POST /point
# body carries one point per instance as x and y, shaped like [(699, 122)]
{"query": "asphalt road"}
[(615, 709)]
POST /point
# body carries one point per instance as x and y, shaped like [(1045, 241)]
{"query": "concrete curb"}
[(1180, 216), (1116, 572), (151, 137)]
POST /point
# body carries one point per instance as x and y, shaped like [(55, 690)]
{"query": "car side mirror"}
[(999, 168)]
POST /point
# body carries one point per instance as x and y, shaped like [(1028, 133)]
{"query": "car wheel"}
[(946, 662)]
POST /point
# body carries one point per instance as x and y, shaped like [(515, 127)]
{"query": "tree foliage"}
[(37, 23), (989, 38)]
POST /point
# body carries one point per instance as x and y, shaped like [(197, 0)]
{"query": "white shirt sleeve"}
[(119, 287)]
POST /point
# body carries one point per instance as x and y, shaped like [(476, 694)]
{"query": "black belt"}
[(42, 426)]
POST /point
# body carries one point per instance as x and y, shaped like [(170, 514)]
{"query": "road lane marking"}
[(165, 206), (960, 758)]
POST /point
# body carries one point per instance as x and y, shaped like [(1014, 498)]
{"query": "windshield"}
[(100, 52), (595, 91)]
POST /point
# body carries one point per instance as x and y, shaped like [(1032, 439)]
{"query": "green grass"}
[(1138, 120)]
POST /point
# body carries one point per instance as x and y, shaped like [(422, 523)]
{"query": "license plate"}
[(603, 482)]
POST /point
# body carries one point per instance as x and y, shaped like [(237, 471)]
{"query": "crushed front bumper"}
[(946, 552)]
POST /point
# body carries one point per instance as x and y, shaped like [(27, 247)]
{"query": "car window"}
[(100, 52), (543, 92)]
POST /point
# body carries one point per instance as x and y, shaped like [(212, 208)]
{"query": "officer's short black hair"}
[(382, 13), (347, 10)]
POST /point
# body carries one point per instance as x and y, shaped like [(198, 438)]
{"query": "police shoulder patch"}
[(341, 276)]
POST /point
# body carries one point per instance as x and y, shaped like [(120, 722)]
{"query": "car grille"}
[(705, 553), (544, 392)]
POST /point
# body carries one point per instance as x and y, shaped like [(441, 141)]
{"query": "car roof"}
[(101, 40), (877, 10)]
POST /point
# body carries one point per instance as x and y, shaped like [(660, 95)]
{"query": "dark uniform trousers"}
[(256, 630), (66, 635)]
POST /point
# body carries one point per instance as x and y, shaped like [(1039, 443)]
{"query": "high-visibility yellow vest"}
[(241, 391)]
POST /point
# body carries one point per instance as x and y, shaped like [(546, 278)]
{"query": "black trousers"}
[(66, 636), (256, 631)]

┄┄┄┄┄┄

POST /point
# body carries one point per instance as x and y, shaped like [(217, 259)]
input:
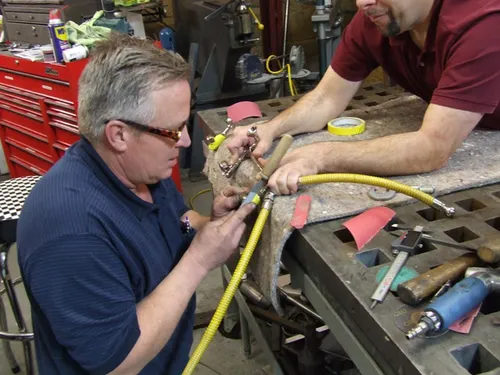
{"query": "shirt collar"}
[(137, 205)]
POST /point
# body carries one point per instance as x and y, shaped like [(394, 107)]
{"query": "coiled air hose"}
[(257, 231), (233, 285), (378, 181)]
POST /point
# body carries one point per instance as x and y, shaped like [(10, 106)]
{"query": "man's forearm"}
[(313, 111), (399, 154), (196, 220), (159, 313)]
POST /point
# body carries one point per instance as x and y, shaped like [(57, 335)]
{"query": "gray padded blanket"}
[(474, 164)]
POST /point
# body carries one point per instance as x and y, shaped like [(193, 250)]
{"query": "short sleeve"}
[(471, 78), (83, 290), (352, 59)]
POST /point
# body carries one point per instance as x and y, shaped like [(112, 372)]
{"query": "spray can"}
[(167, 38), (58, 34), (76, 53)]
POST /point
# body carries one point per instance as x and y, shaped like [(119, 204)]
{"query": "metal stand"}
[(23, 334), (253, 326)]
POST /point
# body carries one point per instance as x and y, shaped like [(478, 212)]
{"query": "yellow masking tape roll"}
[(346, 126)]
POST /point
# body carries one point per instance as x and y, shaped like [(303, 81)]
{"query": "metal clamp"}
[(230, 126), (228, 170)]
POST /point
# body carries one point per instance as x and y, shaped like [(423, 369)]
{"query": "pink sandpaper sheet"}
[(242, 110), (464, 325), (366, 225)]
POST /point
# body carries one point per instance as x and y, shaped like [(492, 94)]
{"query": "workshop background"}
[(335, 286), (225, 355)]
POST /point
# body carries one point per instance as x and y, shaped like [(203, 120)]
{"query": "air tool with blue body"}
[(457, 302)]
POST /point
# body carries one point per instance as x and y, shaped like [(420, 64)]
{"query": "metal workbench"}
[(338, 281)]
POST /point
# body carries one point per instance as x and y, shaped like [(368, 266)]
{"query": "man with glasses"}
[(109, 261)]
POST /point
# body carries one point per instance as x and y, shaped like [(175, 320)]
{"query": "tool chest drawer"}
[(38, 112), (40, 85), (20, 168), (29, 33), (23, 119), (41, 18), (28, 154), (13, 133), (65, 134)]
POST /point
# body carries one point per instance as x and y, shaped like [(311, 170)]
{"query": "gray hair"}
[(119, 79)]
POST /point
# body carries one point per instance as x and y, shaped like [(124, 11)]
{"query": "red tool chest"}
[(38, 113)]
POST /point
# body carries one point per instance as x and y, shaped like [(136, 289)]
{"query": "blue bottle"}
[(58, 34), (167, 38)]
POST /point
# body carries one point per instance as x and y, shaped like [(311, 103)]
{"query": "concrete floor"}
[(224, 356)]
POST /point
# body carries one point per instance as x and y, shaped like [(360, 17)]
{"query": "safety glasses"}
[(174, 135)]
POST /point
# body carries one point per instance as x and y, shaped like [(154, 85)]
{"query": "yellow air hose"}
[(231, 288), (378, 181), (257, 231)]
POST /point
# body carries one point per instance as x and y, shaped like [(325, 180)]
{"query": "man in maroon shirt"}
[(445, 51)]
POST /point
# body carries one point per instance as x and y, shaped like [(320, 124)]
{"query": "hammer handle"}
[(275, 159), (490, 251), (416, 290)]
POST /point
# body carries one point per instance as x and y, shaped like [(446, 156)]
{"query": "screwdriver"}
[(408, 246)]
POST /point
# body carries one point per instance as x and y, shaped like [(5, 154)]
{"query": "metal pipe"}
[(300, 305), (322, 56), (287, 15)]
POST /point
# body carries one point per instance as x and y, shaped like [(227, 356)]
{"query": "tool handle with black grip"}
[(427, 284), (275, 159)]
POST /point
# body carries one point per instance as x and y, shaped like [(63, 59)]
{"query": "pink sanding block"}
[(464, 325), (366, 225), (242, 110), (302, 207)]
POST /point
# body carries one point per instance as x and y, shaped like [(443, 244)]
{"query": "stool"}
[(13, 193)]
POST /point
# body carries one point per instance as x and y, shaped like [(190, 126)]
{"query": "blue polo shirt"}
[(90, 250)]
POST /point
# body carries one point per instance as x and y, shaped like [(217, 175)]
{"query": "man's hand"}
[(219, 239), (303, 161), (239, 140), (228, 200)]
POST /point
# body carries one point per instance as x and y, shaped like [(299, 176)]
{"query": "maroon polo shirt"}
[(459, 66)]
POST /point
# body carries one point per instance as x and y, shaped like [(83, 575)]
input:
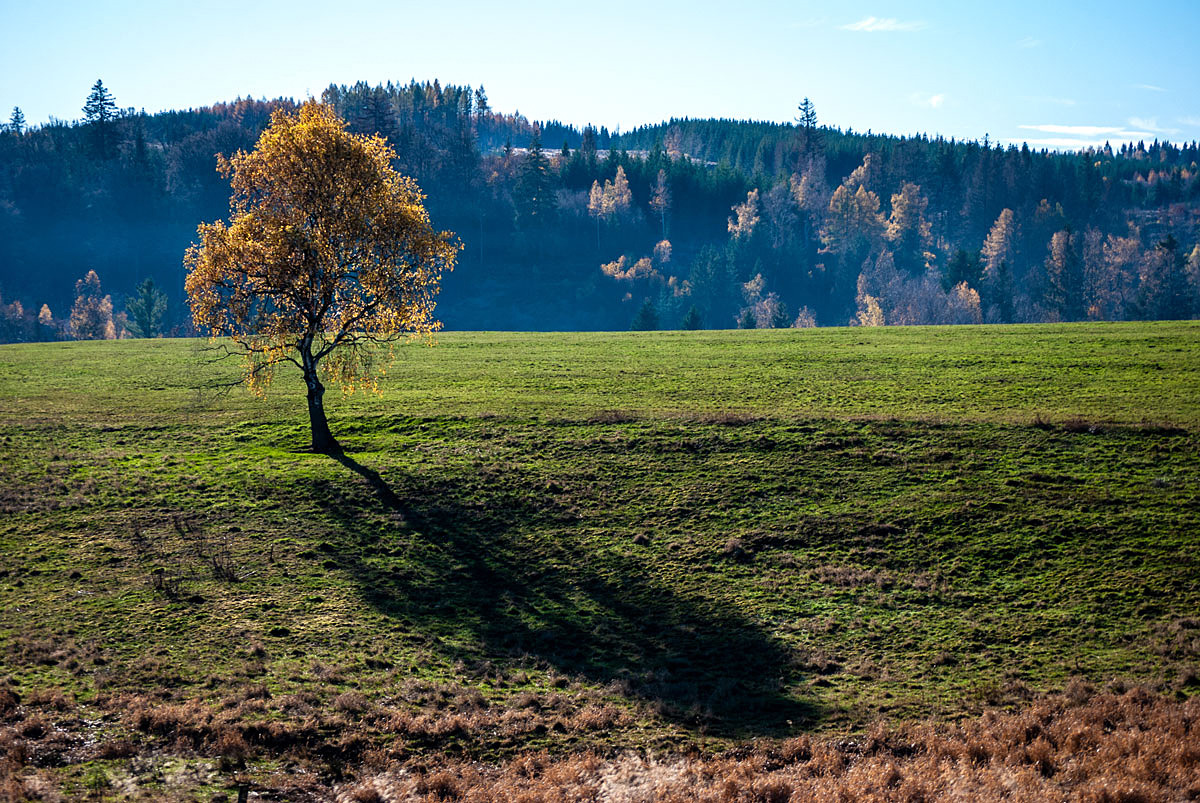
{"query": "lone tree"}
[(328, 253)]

┄┄┄┄┄┄

* WHAT TO PRODUCE
All lines above between those holding "like [(360, 17)]" and "like [(154, 85)]", inclusive, must be set down unchanged, and no other line may be included.

* PROBLEM SOLUTION
# body carries one point per instance as x and y, shaped like [(360, 17)]
{"query": "safety glasses"}
[(174, 135)]
POST /point
# body carries one point per instance as x and y, shaped like [(154, 85)]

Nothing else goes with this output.